AUFGABE 1
Wiederhole die Auflistung, die nach dem Forenauszug steht, vollständig und Zeile für Zeile ohne jede Änderung.

ZU LESENDER AUSZUG
Genau, insbesondere auch solche Kerben saugen total - die sind zwecks "Enden-Einklemm" immer entgegen der korrekten Abspulrichtung ausgerichtet.

Wodurch sie quasi-automatisch die ablaufende Schnur einfangen. Und das alle paar Umdrehungen - nix mit entspanntem "Durchkurbeln".


----------



## Bimmelrudi (31. Juli 2018)

*AW: Anglerboard-Basics: Mono richtig aufspulen*

Wobei das Problem für die Umspuler ja einfach zu lösen ohne auf irgendwas verzichten zu müssen....einfach den Mist an die andre Kante und alle wären glücklich.

Gesendet von meinem ALE-L21 mit Tapatalk


----------



## PirschHirsch (31. Juli 2018)

*AW: Anglerboard-Basics: Mono richtig aufspulen*

Könnte man ja sogar zum Markieren der Nicht-Abspulseite verwenden:

Alle Features auf die Nicht-Abspulseite setzen - und die feature-freie Kante ist dann die für die richtige Laufrichtung.


----------



## Christian.Siegler (31. Juli 2018)

*AW: Anglerboard-Basics: Mono richtig aufspulen*

Sehr interessant! Hier können sogar die Hersteller noch was lernen 
Gute Tipps! Vielleicht lasse ich das später noch als "Edit" in den Startseitenbericht einfließen... Echt klasse!


----------



## Bimmelrudi (31. Juli 2018)

*AW: Anglerboard-Basics: Mono richtig aufspulen*

Die Hersteller wissen ganz genau wierum die Schnur draufgehört....das ist nix Neues für die seit ü40 Jahren.

Ist ja nicht so das dies alle Hersteller so machen, gibt auch durchaus positive Beispiele wie zb Daiwa mit ihren Zielfischschnüren.
Dort ist die Aufhängeöse hinten, die Schnur läuft aber gegen den Uhrzeigersinn über die Frontkante, läßt sich also problemlos aufspulen.

Dieser Punkt, wie die Schnur von der Schnurrolle kommt beim Aufspulen, ist immens wichtig bei Mono, vorallem wenn es dickere/drahtigere Schnur ist.


----------



## Purist (31. Juli 2018)

*AW: Anglerboard-Basics: Mono richtig aufspulen*



Bimmelrudi schrieb:


> Die Hersteller wissen ganz genau wierum die Schnur draufgehört....das ist nix Neues für die seit ü40 Jahren.




Die Anbieter/Schnurumspuler wissen alles, z.B. auch, dass man Monofile lichtgeschützt verpacken sollte und trotzdem macht's kaum einer. 

Bei den Spulenrandgeschichten fallen einem nur Schnuraufspulhilfen ein. Wenn man die benutzt, sind derlei "Hindernisse" kein Problem.

AUFGABE 2
Führe den Forenthread über das richtige Aufspulen von Monofilschnur ab seinem letzten Satz fort.

VORLIEGENDE EINTRÄGE
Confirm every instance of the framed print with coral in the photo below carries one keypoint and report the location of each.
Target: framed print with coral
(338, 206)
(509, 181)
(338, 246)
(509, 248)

SCHRIFTLICHE ANTWORT 1
Confirm every instance of the framed print with coral in the photo below carries one keypoint and report the location of each.
Target: framed print with coral
(338, 206)
(509, 181)
(338, 246)
(509, 248)

SCHRIFTLICHE ANTWORT 2
 Aber ehrlich gesagt, ich halte die Sache mit dem Drall für arg übertrieben, gerade weil der meiste Drall beim Angeln selbst entsteht. Wenn nicht durch bestimmte Spinnköder mit schlechten Wirbeln, dann unvermeidbar über die Umlenkung der Stationärrolle.
Da fällt der Drall beim Aufspulen gar nicht ins Gewicht.


----------



## Bimmelrudi (31. Juli 2018)

*AW: Anglerboard-Basics: Mono richtig aufspulen*

Wenn sie alles gescheit machen würden, verdienen sie ja nix mehr dran |rolleyes

Hängt auch ein wenig von der Schnur selber und der Rolle ab, ob bereits beim Aufspulen drall entsteht oder nicht.
In der Regel sind dickere Schnüre dafür eher anfällig, genauso wie drahtige.
Und...nicht jede Rolle spult jede Schnur gleichgut auf, gibt tausende Beispiele dafür zu finden im Netz.
Ich hab das selbst leidlich erfahren müssen mit meinen Longbows, die kommen mit drahtigeren Schnüren ab 0,35 gar nicht klar...der Spulenkern ist zu klein für solche Art von Schnüren, die springt liebend gern immer wieder runter.


----------



## Minimax (22. Mai 2021)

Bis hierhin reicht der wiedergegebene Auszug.